Pick out every line of the records that contains the word "wooden", and copy each one in full. The match is case-sensitive.
____
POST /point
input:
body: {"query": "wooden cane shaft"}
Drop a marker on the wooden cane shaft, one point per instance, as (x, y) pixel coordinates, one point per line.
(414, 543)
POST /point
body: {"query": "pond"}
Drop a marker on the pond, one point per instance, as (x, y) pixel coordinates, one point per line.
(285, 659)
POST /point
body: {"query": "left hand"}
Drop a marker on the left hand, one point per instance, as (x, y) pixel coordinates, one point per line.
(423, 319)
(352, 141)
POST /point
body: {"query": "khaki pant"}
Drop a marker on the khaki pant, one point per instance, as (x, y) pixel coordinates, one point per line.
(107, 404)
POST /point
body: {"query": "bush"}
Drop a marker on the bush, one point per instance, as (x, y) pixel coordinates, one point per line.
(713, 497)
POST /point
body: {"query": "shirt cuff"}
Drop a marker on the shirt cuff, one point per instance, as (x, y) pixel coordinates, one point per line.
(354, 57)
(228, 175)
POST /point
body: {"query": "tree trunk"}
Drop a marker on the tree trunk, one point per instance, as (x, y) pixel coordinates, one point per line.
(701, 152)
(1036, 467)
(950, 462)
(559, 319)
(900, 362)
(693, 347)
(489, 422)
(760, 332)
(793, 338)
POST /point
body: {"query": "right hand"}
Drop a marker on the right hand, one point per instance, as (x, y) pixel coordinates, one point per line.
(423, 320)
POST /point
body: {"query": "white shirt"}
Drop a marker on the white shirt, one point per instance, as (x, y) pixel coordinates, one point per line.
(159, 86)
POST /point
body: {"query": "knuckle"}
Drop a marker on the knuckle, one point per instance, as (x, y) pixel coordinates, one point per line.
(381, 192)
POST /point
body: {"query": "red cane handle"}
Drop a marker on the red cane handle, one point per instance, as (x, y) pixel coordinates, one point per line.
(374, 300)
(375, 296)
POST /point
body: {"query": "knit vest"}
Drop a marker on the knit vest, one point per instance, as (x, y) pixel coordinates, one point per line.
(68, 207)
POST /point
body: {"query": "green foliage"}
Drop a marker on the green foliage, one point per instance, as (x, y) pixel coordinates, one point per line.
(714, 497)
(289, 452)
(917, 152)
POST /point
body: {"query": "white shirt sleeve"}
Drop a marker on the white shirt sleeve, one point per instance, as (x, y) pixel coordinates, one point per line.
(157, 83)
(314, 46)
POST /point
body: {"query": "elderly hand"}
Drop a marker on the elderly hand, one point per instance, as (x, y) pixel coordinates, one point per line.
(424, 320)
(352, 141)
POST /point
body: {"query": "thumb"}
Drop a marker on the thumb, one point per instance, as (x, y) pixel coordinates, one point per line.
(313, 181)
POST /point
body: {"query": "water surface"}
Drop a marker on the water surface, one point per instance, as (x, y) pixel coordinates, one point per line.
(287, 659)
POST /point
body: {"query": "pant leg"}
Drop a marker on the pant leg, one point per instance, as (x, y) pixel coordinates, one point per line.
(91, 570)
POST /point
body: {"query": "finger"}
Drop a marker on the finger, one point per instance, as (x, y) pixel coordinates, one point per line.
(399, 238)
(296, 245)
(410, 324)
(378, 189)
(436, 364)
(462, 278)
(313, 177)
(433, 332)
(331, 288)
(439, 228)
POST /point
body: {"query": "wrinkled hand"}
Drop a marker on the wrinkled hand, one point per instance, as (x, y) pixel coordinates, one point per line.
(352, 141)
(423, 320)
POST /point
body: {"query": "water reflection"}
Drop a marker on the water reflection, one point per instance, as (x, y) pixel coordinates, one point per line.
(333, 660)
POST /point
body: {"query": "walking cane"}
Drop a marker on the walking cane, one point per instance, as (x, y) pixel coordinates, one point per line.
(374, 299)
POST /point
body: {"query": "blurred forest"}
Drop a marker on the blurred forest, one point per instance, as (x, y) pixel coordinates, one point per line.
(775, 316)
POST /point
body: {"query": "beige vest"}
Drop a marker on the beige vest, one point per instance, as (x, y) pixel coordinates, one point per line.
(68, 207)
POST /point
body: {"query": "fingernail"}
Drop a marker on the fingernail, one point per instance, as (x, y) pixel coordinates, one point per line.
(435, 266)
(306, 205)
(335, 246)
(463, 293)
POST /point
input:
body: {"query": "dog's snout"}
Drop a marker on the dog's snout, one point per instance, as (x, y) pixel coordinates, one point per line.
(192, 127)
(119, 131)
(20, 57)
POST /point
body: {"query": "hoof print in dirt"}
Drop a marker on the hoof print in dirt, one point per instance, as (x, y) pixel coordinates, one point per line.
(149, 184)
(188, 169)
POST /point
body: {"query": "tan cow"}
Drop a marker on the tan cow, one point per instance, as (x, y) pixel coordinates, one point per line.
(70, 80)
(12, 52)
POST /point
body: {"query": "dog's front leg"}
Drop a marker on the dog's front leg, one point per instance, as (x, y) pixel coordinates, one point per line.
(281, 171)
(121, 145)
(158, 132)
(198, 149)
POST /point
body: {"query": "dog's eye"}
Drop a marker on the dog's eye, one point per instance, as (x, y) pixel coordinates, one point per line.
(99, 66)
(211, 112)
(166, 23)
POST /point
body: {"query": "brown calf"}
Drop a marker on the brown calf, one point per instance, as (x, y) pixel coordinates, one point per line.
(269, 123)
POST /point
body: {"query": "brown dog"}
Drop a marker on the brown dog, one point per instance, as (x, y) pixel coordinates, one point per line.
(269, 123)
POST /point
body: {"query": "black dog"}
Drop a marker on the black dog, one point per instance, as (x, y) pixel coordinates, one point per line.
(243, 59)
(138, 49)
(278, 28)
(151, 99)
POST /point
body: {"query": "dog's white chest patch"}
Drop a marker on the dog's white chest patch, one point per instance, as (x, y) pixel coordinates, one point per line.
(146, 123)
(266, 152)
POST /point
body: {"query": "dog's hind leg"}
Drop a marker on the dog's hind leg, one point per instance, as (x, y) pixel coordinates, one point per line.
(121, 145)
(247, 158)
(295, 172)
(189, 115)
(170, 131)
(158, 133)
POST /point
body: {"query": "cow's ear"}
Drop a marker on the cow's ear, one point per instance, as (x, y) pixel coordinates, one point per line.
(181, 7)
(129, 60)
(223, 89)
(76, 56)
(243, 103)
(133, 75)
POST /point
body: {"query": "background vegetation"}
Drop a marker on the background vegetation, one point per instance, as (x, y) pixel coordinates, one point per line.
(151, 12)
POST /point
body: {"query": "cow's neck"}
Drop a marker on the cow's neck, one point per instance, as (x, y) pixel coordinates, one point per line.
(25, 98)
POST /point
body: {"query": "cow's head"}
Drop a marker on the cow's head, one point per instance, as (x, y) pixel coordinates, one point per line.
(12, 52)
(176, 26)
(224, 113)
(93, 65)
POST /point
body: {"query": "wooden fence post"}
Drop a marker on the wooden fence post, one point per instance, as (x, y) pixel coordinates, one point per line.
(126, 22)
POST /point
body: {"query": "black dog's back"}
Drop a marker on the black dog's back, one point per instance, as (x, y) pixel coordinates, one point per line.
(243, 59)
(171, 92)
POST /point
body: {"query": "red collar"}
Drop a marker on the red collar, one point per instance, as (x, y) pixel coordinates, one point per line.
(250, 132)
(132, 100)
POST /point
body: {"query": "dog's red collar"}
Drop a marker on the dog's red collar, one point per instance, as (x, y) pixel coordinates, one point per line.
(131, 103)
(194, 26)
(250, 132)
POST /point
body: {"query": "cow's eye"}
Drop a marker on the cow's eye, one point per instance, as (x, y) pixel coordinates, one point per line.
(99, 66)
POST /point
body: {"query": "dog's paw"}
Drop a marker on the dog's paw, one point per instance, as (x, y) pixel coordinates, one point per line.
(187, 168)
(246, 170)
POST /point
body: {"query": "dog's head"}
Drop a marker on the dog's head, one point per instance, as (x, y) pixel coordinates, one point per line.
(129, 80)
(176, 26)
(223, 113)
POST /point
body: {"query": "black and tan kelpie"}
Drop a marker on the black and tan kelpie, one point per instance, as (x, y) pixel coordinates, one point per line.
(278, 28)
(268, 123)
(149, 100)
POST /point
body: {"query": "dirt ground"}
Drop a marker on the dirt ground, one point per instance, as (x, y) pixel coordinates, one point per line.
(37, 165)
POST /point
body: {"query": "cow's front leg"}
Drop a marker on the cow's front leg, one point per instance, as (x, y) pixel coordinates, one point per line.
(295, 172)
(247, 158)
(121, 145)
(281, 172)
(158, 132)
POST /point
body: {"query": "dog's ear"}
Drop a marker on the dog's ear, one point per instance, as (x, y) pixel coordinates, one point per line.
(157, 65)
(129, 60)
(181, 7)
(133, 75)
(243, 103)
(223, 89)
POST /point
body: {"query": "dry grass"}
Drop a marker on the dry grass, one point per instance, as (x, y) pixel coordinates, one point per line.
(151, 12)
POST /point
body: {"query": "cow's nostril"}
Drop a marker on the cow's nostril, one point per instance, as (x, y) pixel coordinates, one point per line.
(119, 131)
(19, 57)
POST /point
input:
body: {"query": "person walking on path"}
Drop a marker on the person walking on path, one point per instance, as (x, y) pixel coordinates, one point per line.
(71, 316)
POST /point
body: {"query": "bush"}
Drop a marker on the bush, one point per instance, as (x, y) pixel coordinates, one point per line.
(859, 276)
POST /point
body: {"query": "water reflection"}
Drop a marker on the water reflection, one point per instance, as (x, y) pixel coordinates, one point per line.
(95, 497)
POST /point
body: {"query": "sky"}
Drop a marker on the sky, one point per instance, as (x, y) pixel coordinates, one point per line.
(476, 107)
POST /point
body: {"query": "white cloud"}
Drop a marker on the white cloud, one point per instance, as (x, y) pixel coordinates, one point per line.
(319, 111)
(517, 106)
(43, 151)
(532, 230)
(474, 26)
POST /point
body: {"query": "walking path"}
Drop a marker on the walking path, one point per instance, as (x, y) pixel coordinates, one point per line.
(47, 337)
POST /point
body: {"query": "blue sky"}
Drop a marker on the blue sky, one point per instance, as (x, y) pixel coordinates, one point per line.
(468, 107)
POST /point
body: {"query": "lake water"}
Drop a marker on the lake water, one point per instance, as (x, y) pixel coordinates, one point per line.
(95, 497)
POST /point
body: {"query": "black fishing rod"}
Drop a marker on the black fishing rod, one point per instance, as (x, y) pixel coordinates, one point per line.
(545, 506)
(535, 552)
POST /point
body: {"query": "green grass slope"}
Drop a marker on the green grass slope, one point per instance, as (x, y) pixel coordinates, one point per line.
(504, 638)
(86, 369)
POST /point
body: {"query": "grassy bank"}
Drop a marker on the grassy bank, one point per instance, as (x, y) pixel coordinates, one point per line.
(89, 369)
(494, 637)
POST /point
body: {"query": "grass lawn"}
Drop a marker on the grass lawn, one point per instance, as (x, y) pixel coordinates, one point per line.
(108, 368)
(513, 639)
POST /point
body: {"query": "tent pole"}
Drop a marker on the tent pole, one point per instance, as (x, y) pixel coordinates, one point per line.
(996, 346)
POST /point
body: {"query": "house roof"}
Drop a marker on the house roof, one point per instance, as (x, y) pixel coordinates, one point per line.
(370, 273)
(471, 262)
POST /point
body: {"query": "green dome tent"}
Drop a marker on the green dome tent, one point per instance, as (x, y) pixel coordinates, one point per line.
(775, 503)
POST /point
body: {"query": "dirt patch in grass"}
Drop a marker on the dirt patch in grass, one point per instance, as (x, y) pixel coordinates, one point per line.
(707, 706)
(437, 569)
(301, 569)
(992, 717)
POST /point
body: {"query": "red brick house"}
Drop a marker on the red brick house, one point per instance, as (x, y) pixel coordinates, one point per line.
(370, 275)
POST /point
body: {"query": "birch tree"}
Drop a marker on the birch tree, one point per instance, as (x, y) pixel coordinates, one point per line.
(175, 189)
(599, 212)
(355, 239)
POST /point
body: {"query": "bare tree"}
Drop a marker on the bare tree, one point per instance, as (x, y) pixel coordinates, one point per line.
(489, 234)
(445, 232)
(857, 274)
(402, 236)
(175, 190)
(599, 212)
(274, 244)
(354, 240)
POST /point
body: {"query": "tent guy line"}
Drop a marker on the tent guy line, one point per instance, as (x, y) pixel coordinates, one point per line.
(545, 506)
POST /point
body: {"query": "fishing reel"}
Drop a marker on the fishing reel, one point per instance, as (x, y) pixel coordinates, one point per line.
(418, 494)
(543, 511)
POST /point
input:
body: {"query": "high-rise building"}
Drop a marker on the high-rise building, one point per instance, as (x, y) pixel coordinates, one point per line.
____
## Answer to this task:
body: {"query": "wooden cane shaft"}
Drop a marker on the wooden cane shaft, one point per instance, as (x, y) pixel coordinates, one point per line.
body: {"query": "wooden fence post"}
Drop a marker on the wooden fence post, one point per instance, as (x, y) pixel coordinates, one point per line.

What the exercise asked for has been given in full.